━━ Records to use ━━
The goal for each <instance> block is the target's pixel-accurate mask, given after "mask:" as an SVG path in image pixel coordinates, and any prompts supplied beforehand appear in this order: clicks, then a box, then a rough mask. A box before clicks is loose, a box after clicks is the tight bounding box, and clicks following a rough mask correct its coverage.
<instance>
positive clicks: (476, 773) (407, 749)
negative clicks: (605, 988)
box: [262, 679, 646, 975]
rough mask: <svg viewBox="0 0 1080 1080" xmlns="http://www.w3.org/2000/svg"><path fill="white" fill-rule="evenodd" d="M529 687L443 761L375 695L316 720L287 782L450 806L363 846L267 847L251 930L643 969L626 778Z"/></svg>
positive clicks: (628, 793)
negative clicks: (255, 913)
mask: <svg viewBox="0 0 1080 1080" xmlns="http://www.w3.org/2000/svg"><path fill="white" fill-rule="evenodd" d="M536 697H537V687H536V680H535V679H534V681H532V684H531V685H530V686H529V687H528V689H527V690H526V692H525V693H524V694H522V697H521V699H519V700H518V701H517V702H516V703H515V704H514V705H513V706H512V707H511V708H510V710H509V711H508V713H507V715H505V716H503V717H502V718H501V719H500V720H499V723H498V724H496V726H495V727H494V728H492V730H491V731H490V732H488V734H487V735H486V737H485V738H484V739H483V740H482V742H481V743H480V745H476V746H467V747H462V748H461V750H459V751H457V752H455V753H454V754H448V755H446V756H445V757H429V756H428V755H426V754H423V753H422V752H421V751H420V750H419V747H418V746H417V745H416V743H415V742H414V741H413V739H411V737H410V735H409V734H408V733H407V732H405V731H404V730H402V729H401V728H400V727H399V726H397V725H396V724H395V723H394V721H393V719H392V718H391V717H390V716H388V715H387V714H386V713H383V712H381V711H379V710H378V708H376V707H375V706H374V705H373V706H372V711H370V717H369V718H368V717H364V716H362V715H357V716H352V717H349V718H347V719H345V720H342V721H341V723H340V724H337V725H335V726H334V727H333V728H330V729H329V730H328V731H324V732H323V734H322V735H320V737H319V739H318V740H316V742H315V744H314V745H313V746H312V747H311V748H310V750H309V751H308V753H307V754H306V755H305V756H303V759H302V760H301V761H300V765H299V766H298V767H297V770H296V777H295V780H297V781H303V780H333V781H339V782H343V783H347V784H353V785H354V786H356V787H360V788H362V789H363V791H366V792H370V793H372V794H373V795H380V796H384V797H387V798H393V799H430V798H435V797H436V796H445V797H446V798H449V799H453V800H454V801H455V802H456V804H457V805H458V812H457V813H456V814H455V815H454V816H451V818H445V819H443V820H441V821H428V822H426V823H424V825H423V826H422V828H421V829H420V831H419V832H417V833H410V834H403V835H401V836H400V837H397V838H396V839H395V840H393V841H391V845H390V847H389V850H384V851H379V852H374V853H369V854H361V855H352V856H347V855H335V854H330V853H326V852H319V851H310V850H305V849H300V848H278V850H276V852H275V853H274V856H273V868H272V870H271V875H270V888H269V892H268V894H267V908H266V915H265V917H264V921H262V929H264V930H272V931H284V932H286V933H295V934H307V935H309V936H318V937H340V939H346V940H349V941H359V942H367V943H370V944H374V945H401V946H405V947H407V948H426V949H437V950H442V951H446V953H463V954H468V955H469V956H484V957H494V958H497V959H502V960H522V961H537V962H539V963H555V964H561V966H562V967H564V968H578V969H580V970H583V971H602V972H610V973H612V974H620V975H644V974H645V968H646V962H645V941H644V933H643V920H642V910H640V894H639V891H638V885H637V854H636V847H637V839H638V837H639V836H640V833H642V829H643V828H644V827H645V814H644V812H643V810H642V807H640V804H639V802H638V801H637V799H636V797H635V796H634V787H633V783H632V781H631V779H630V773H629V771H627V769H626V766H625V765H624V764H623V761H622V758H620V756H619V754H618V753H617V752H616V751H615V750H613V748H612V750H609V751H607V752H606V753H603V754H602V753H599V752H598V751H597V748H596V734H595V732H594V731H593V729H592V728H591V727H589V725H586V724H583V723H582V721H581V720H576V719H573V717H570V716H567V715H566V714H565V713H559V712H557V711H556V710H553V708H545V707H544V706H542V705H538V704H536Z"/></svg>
━━━
■ Your assignment
The entire listing above, every line of it, should be copied out exactly.

■ Written response
The goal for each <instance> block is the target's pixel-accurate mask, given after "mask:" as an SVG path in image pixel coordinates, and any prompts supplied beforehand appear in this order: clicks, then a box, then a rough mask. A box before clicks is loose, a box after clicks is the tight bounding box, and clicks following a rough mask correct its coverage.
<instance>
positive clicks: (476, 773) (407, 749)
negative clicks: (605, 988)
box: [262, 679, 646, 975]
rough mask: <svg viewBox="0 0 1080 1080" xmlns="http://www.w3.org/2000/svg"><path fill="white" fill-rule="evenodd" d="M529 687L443 761L375 695L316 720L287 782L450 806L363 846L267 847L251 930L643 969L626 778Z"/></svg>
positive clicks: (628, 793)
negative clicks: (255, 913)
mask: <svg viewBox="0 0 1080 1080" xmlns="http://www.w3.org/2000/svg"><path fill="white" fill-rule="evenodd" d="M536 697H537V687H536V680H535V679H534V681H532V684H531V685H530V686H529V687H528V689H527V690H526V692H525V693H524V694H522V697H521V699H519V700H518V701H517V702H516V703H515V704H514V705H513V706H512V707H511V708H510V710H509V711H508V713H507V715H505V716H503V717H502V718H501V719H500V720H499V723H498V724H496V726H495V727H494V728H492V730H491V731H490V732H488V734H487V735H486V737H485V738H484V739H483V740H482V742H481V743H480V745H476V746H467V747H462V748H461V750H459V751H457V752H455V753H454V754H448V755H446V756H445V757H429V756H428V755H426V754H423V753H422V752H421V751H420V750H419V747H418V746H417V745H416V743H415V742H414V741H413V739H411V737H410V735H409V734H408V733H407V732H405V731H404V730H402V729H401V728H400V727H399V726H397V725H396V724H395V723H394V721H393V719H392V718H391V717H390V716H388V715H387V714H386V713H383V712H381V711H379V710H378V708H376V707H375V706H374V705H373V706H372V711H370V717H369V718H368V717H364V716H362V715H357V716H352V717H349V718H347V719H345V720H342V721H341V723H340V724H337V725H335V726H334V727H333V728H330V729H329V730H328V731H324V732H323V734H322V735H320V737H319V739H318V740H316V742H315V744H314V745H313V746H312V747H311V748H310V750H309V751H308V753H307V754H306V755H305V756H303V759H302V760H301V761H300V765H299V766H298V767H297V770H296V777H295V780H297V781H303V780H333V781H339V782H343V783H347V784H353V785H354V786H356V787H360V788H362V789H363V791H366V792H370V793H372V794H373V795H380V796H384V797H387V798H393V799H430V798H435V797H436V796H445V797H446V798H449V799H453V800H454V801H455V802H456V804H457V805H458V812H457V813H456V814H455V815H454V816H451V818H445V819H443V820H441V821H428V822H426V823H424V825H423V826H422V828H421V829H420V831H419V832H417V833H410V834H403V835H401V836H400V837H397V838H396V839H395V840H393V841H391V845H390V847H389V850H384V851H379V852H374V853H369V854H361V855H352V856H347V855H335V854H330V853H326V852H319V851H310V850H305V849H300V848H278V850H276V852H275V853H274V856H273V868H272V870H271V875H270V888H269V892H268V894H267V908H266V915H265V917H264V921H262V929H264V930H272V931H284V932H286V933H295V934H307V935H309V936H318V937H340V939H346V940H349V941H359V942H367V943H370V944H374V945H401V946H405V947H407V948H426V949H437V950H442V951H446V953H463V954H468V955H469V956H484V957H494V958H497V959H502V960H522V961H537V962H539V963H555V964H561V966H562V967H564V968H578V969H580V970H583V971H602V972H610V973H612V974H620V975H644V974H645V968H646V962H645V941H644V933H643V920H642V910H640V894H639V891H638V885H637V854H636V847H637V839H638V837H639V836H640V833H642V829H643V828H644V827H645V814H644V812H643V810H642V807H640V804H639V802H638V801H637V799H636V797H635V796H634V787H633V783H632V781H631V779H630V773H629V771H627V769H626V766H625V765H624V764H623V761H622V758H620V756H619V754H618V753H617V752H616V751H615V750H613V748H612V750H609V751H607V752H606V753H603V754H602V753H599V752H598V751H597V748H596V734H595V732H594V731H593V729H592V728H591V727H589V725H586V724H583V723H582V721H581V720H576V719H573V717H570V716H567V715H566V714H565V713H559V712H557V711H556V710H553V708H545V707H544V706H542V705H538V704H536Z"/></svg>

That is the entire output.